- **Direction 1**:
Using the twin cities article, answer the following:
(a) What is the greatest distance permitted between the two cities under the stated conditions?
(b) What distance did the website calculate between New York, NY and Hoboken, NJ?
(c) What figure does the article give for the radius of the earth?
- **Direction 2**:
Reproduce verbatim the passage of the twin cities article starting with "Hoboken has an" and going on through "or something close.".

-- BEGIN Source excerpt --

Want to share your content on R-bloggers? click here if you have a blog, or here if you don't.
In the US we think of Minneapolis and St. Paul as the Twin Cities, but Ben Olin, author of Math with Bad Drawings, https://mathwithbaddrawings.com/, posed this data science question: Which U.S. cities are the true twin cities? He imposed three conditions:
1. the cities must be at most 10 miles apart,
2. each city must have at least 200,000 people, and
3. the populations have to be within a ratio of 2:1.
This seemed like a nice data analysis problem, so I searched for a dataset containing both population and location. Interestingly, each of population and location has its nuances, and I learned a lot more from this problem than I expected.

I found https://simplemaps.com/data/us-cities has a dataset of 30,844 cities containing latitude, longitude, and population. However, when Minneapolis’ population came out as 2.9 million, Ben recognized that the population was shown for the broader metropolitan area, not the city proper. I got a second dataset of populations of city propers from https://www.census.gov/data/tables/time-series/demo/popest/2020s-total-cities-and-towns.html, I joined the two datasets, and I used the populations from the second database.

How do you measure the distance between two cities? This is not as simple a question as it sounds.

As a start, I used https://www.distancecalculator.net/ and entered two cities I am familiar with, New York, NY and Hoboken, NJ. That website calculated a distance of 2.39 miles, and it provided a map. The site further clarified that it used the great circle distance formula. So this raises two questions: How does it decide which two points to measure from, and what is a great circle distance?

Hoboken has an area of 1.97 square miles, so it probably doesn’t matter too much which point in Hoboken to use. New York City has an area of 472.43 square miles, so it does matter which point to use. It is not obvious which point it used, and it certainly did not use the closest point, but from other work, I believe it used City Hall or something close.

Although some sites will measure distance between two cities as driving distance, it is more common to use great circle distance, which is the shortest distance along the surface of a sphere. The earth is not exactly a sphere, but it is approximately a sphere.

Latitude and longitude is a coordinate system to describe any point on the earth’s surface. Lines of latitude are horizontal lines parallel to the Equator, and represent how far north or south a point is from the Equator. Lines of longitude represent how far a point is east or west from a vertical line called the Prime Meridian that runs through Greenwich, England. Both latitude and longitude are measured in degrees, which are broken down into smaller units called minutes and seconds. For convenience they are also expressed in decimal degrees. If D is degrees, M is minutes, and S is seconds, then the conversion to decimal degree uses D + M/60 + S/3600.

When we use trig functions to calculate distances, we need to convert decimal degrees to radians by multiplying by π / 180. We also need to know the radius of the earth which is 3963.0 miles.

-- END Source excerpt --
-- BEGIN Supplied entries --

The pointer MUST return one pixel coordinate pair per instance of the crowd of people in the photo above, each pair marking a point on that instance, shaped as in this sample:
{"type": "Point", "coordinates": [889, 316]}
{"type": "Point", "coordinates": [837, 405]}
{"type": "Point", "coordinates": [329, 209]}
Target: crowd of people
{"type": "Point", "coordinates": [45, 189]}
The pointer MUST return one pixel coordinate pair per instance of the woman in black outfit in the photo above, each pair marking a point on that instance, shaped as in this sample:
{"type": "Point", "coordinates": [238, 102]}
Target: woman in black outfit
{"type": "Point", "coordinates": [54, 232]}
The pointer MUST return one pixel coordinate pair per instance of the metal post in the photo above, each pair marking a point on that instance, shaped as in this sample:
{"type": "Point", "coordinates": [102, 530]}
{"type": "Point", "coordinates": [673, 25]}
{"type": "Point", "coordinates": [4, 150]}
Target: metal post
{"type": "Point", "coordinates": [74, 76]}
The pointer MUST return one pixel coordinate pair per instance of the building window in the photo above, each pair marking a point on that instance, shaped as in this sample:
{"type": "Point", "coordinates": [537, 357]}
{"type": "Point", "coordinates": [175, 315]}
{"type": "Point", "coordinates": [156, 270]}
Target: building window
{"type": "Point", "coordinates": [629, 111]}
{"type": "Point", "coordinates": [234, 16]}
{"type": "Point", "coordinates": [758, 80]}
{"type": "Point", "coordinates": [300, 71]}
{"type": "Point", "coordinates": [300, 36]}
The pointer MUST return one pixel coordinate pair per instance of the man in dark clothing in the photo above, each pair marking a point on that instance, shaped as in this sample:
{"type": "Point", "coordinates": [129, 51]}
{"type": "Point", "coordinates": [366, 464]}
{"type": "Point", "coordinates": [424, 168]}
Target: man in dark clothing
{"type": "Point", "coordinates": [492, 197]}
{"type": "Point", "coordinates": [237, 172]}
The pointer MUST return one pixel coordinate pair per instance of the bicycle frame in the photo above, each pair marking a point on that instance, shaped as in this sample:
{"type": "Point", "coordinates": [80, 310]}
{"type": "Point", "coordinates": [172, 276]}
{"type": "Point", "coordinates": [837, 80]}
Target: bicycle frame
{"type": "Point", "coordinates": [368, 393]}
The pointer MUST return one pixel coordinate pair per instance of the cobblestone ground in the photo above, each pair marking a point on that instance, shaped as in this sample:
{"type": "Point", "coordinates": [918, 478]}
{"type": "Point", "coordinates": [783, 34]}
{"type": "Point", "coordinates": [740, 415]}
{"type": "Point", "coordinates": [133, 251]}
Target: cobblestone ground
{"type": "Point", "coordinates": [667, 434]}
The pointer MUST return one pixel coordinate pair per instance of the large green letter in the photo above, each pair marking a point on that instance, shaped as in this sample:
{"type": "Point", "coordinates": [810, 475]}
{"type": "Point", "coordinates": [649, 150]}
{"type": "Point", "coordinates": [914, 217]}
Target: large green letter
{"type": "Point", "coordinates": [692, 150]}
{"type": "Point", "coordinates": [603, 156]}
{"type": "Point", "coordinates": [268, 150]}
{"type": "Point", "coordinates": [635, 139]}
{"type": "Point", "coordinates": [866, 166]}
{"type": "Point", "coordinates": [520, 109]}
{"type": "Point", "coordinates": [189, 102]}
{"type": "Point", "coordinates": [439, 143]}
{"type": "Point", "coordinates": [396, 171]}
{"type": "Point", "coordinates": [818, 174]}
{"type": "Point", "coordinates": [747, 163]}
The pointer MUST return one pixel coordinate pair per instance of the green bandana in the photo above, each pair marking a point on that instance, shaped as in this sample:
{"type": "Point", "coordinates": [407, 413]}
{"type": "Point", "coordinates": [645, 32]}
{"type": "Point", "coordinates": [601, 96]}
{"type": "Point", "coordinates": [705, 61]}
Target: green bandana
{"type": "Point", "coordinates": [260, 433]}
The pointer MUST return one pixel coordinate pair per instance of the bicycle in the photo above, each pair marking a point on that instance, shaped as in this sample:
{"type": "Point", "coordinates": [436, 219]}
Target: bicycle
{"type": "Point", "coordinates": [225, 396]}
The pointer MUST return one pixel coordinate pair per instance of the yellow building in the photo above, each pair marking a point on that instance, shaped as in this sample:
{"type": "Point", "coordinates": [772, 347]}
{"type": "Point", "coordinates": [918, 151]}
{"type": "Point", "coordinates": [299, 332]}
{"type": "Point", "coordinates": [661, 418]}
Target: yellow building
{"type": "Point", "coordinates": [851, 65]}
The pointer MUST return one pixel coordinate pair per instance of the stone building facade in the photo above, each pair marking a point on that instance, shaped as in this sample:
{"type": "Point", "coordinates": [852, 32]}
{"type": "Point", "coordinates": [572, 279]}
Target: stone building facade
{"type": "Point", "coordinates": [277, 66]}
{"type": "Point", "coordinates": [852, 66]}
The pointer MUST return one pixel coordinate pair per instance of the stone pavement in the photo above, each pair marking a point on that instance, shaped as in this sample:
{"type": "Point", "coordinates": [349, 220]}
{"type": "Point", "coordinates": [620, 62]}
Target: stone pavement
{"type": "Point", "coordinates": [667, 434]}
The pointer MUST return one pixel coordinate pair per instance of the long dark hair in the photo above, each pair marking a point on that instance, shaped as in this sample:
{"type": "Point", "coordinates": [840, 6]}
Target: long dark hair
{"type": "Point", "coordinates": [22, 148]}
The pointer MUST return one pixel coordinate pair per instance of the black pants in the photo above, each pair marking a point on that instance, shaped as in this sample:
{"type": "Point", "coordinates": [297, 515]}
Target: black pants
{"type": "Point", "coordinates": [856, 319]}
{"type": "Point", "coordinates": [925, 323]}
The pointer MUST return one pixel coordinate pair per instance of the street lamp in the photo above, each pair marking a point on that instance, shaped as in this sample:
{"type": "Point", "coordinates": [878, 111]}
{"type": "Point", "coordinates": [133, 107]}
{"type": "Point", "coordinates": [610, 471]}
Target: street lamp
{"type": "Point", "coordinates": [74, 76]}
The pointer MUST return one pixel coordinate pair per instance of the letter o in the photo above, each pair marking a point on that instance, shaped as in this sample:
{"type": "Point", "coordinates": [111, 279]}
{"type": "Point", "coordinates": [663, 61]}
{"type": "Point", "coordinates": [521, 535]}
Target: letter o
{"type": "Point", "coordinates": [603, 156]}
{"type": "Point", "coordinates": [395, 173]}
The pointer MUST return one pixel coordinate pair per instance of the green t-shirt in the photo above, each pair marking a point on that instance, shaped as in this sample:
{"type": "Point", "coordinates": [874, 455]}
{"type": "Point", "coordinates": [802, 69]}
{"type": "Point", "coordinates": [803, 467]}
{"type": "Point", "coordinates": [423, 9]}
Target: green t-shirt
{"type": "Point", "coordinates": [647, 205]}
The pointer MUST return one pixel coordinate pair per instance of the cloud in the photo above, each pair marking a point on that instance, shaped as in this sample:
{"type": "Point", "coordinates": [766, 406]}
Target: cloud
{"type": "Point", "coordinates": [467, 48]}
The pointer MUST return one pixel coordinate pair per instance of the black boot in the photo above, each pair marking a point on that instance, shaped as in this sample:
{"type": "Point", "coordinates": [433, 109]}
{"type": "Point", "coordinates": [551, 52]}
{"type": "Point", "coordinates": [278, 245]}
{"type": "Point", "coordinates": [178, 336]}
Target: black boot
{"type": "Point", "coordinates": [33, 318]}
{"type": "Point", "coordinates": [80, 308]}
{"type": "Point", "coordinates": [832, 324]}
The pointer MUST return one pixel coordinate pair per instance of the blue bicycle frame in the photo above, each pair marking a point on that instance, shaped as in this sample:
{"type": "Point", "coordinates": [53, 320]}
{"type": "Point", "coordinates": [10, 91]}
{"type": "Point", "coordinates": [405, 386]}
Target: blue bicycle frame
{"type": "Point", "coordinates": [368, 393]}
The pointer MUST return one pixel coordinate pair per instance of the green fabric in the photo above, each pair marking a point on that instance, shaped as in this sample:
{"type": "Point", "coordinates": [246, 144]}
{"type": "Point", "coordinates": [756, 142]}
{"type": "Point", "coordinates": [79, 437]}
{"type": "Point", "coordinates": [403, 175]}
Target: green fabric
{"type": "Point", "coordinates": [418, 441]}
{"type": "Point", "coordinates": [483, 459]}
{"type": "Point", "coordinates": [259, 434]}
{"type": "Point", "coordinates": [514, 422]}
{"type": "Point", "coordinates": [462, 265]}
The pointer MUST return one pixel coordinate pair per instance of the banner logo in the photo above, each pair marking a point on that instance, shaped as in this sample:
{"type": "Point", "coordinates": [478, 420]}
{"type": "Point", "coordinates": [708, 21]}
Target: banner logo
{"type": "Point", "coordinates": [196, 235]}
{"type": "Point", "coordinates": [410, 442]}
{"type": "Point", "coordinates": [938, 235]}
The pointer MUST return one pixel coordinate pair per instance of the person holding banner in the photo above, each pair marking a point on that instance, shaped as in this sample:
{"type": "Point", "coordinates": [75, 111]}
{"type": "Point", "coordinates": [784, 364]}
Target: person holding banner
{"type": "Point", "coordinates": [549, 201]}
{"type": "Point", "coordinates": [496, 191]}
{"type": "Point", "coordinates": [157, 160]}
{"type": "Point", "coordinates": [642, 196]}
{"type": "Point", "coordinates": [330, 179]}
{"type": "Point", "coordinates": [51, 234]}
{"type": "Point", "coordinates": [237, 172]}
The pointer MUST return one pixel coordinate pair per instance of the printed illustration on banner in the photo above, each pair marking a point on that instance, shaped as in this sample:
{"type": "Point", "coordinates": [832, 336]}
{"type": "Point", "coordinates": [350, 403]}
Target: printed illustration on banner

-- END Supplied entries --

- **Written response 1**:
(a) 10 miles
(b) 2.39 miles
(c) 3963.0 miles

- **Written response 2**:
Hoboken has an area of 1.97 square miles, so it probably doesn’t matter too much which point in Hoboken to use. New York City has an area of 472.43 square miles, so it does matter which point to use. It is not obvious which point it used, and it certainly did not use the closest point, but from other work, I believe it used City Hall or something close.